[Start of section]
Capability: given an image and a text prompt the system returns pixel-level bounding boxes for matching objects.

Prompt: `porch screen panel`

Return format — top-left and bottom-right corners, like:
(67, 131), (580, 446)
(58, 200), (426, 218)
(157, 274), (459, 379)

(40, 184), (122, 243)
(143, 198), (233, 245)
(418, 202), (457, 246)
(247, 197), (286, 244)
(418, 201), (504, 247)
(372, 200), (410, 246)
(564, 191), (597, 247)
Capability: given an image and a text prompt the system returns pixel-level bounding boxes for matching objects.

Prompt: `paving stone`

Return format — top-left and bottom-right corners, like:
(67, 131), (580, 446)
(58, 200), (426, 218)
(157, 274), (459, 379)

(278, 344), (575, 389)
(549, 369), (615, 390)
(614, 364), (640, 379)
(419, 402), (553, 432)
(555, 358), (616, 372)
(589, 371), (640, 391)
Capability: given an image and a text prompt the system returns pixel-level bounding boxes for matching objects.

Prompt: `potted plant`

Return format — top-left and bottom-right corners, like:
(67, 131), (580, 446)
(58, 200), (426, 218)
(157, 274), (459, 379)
[End of section]
_What is needed_: Nothing is to be left out; every record above must be repeated exactly.

_Answer space_:
Capability: given an image and a text prompt the system returns pixel-level bounding boxes for matching objects.

Prompt: `porch screen panel`

Return format — top-left and bottom-right corners, like:
(67, 131), (580, 446)
(58, 200), (426, 218)
(157, 274), (459, 379)

(40, 184), (122, 243)
(143, 198), (233, 245)
(418, 202), (457, 246)
(247, 197), (286, 244)
(418, 201), (504, 247)
(372, 200), (410, 246)
(564, 191), (597, 247)
Capability: given an image and a text prompt the system returns pixel-level bounding boxes for matching objects.

Prompt: `paving stone`

Return format — top-left and bottom-right corners, like:
(67, 131), (580, 446)
(58, 200), (426, 218)
(157, 274), (459, 379)

(278, 344), (575, 389)
(549, 369), (615, 390)
(614, 364), (640, 379)
(419, 402), (553, 432)
(555, 358), (616, 372)
(589, 371), (640, 391)
Capability: given an image and a text prompt the system returns pixel-level bounding boxes for matching objects.

Prompt: `potted plant`

Return format — top-left and bottom-right corners, like:
(67, 131), (580, 446)
(58, 200), (426, 218)
(157, 274), (459, 379)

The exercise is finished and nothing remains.